[Start of Attachment]

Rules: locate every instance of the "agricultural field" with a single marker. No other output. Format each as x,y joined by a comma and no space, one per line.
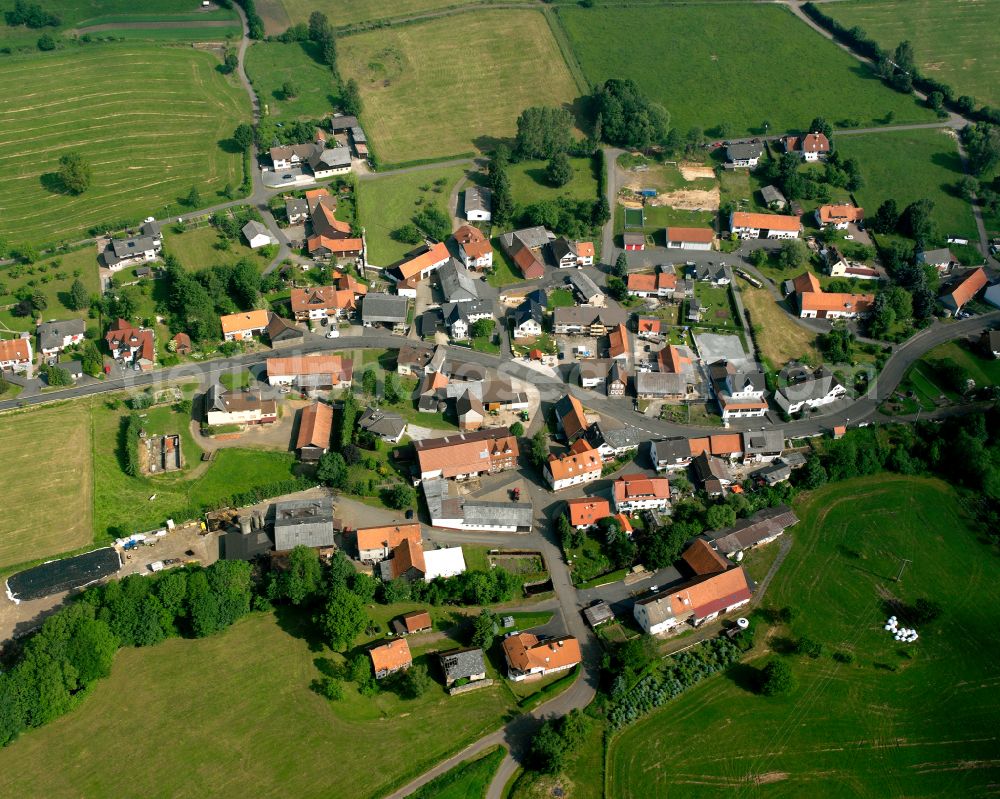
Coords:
387,203
45,468
281,14
947,39
153,121
53,277
896,720
263,733
79,17
912,165
271,64
716,64
196,249
422,99
781,340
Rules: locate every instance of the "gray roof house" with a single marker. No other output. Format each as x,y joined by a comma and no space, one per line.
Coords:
463,664
388,309
457,284
308,522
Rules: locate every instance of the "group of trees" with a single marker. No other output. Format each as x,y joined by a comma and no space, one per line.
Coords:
53,668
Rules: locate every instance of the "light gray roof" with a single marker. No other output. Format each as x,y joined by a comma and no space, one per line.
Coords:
478,199
740,152
383,308
588,288
308,522
462,663
457,283
51,334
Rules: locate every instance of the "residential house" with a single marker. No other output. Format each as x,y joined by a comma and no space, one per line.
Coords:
812,147
388,310
223,407
463,455
132,345
761,528
308,373
614,442
634,242
315,424
457,284
54,337
322,302
142,248
744,154
965,290
574,468
474,249
839,216
636,492
764,226
282,333
389,427
375,544
245,325
528,655
586,512
689,238
695,602
941,259
813,391
303,522
463,664
773,198
662,284
478,204
390,657
15,354
529,315
589,320
570,417
586,289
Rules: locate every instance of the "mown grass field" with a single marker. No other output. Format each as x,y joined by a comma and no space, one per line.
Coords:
912,165
45,468
387,203
270,64
452,85
261,731
900,720
152,121
53,277
76,14
280,14
948,38
731,63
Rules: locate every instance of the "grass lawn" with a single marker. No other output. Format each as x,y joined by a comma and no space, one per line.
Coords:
912,165
76,14
422,99
728,63
913,720
387,203
195,249
262,731
270,64
947,39
53,277
151,120
45,467
528,184
469,780
780,338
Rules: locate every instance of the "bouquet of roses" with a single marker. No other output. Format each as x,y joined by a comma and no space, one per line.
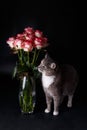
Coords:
27,46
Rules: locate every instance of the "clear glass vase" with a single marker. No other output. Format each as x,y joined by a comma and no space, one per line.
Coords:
27,94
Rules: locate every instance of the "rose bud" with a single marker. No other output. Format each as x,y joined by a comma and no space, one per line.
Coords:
38,43
29,30
27,46
38,33
10,42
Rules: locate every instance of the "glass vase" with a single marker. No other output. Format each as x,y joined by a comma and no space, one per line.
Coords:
27,94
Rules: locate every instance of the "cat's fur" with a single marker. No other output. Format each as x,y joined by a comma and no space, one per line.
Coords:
58,82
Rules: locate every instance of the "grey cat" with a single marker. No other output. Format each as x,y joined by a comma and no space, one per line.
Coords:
58,82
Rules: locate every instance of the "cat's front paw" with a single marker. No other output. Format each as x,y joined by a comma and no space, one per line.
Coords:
47,111
55,113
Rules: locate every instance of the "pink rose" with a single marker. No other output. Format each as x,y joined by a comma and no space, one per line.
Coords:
29,30
18,43
27,46
10,42
38,33
38,43
29,37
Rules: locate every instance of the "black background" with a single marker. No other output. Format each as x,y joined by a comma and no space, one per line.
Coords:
64,23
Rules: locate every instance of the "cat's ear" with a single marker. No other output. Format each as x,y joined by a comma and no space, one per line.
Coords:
53,65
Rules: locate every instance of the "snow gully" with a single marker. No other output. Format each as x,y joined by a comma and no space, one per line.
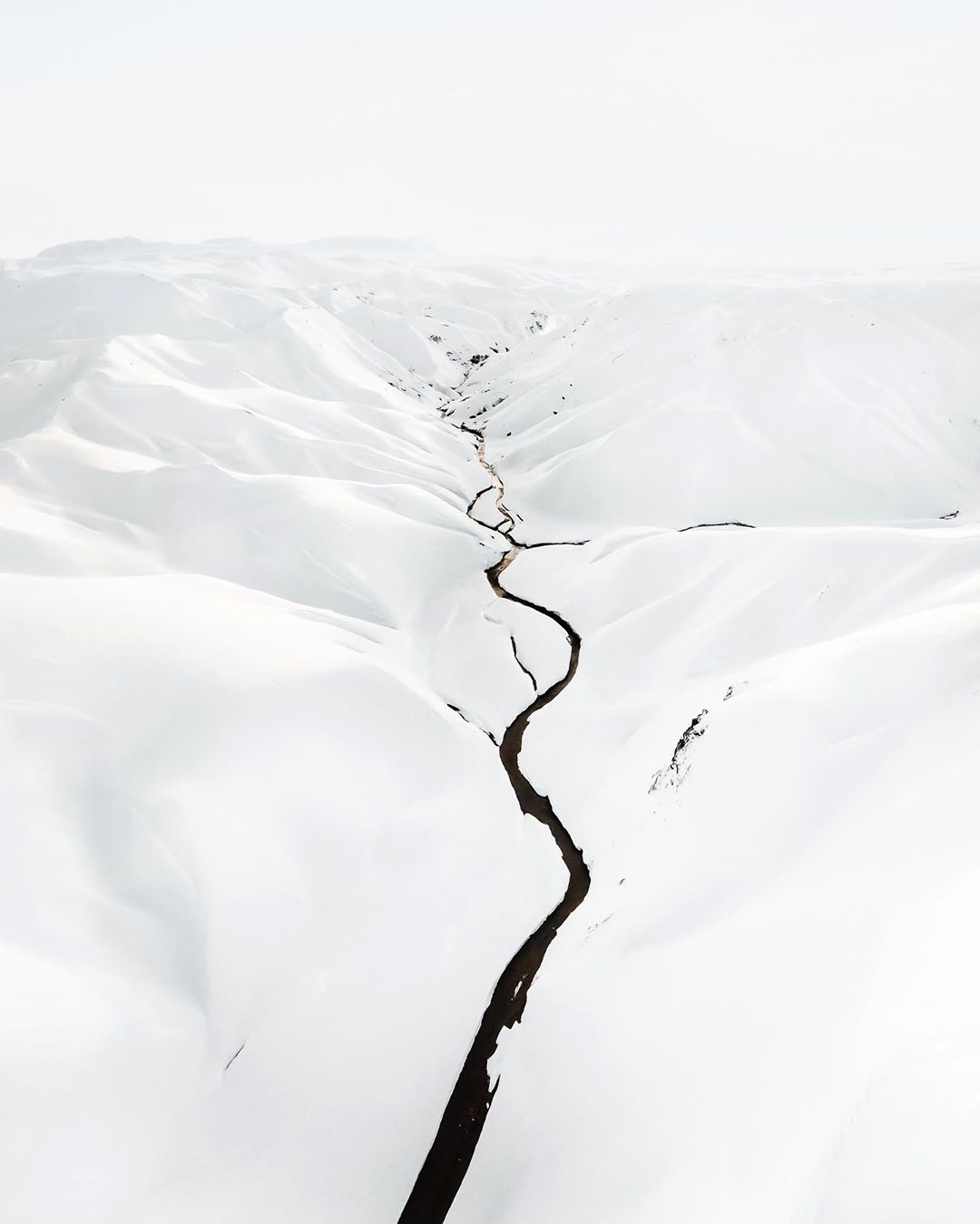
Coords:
470,1101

[End of Attachment]

Should there be pictures in the data, leave them out and return the rest exactly.

Rules: locate every instance of the "agricultural field" with a single marker. No other output. Format each as x,y joined by a comma and no space, one per line.
Coords:
387,203
45,468
281,14
947,39
153,121
53,277
896,720
263,733
79,17
912,165
271,64
716,64
196,249
422,99
781,340
Rules: locate every instance of the "gray roof house" with a single marker. No other output. Format each as x,y joined by a comma and no space, one per line.
Coords:
463,664
388,309
457,284
308,522
Rules: locate every instance of the "group of trees" with a single marker. No other output. Format each as x,y joined by a comma and no space, one per line.
Coords:
53,668
Rules: locate every instance of the "light gray roof" with a single marker. No other output. Format each as x,y joined by a comma and no space, one per line.
Coords:
478,199
740,152
383,308
588,288
308,522
462,663
457,283
51,334
Rules: locate every instance of the "residential house" with a single marker. No other output. Format each as x,y joined by a comma and no space, one per line.
Coords:
812,147
388,310
223,407
463,455
132,345
761,528
308,373
614,442
634,242
315,424
457,284
54,337
322,302
142,248
744,154
965,290
574,468
474,249
839,216
636,492
764,226
282,333
389,427
375,544
245,325
528,655
586,512
689,238
695,602
941,259
813,391
303,522
463,664
773,198
662,284
478,204
390,657
15,354
529,315
589,320
570,417
586,289
Rules: locate every instance of the "mown grass field" with a single marker. No other output. Format each as x,y joined by a comma and no space, one per line.
Coords:
912,165
45,468
387,203
270,64
452,85
261,731
900,720
152,121
53,277
76,14
280,14
948,38
731,63
Rules: locate every instance of the "grass lawn" with a single marker. No other output. Format each as x,y joined by a comma and no space, one per line.
Coords:
912,165
76,14
422,99
728,63
913,720
387,203
195,249
262,731
270,64
947,39
53,277
151,120
45,467
528,184
469,780
780,338
Rules: locate every instance of the "bouquet of roses" with a single marker. No other output. Format each as x,y joined by a comma and no space, one per line.
Coords:
27,46
Rules: locate every instance of the "clear glass vase" with a single marker. No other output. Format each as x,y joined by a comma and no space, one per line.
Coords:
27,94
Rules: locate every instance of the "rose bud" with a single marker. No other output. Format each as x,y joined by a comma and no space, one per line.
Coords:
38,43
29,30
27,46
38,33
10,42
Rules: locate every instance of the "glass vase" with a single marker. No other output. Format each as x,y joined by a comma and no space, one per line.
Coords:
27,94
Rules: locate every instance of the "cat's fur" with a single marker. No other output. Format each as x,y joined by a comma and no space, one per line.
Coords:
58,82
Rules: locate every instance of the "grey cat" with a single marker. No other output. Format each as x,y joined by a comma and no space, one per line.
Coords:
58,82
Rules: locate every instance of the "cat's front paw" with a single marker. No other output. Format each as x,y joined by a comma and no space, one per line.
Coords:
47,111
55,113
Rules: locate every instance of the "pink rose" with a single marker. No other output. Format each as x,y joined by a comma and no space, one per line.
Coords:
29,30
18,43
27,46
10,42
38,33
38,43
29,37
Rules: locate every instance of the "black background" with a single marker. No other output. Format each as x,y joined by a comma and no space, one per line.
Coords:
64,23
Rules: locate every instance of the "cat's ear" with a single marker. No other output. Format each as x,y joined by a comma and no space, one per line.
Coords:
53,65
Rules: locate every instance of the "snow gully" with a single marker. No other output. Format each as x,y joined by a comma and no space, one per line.
Coords:
470,1101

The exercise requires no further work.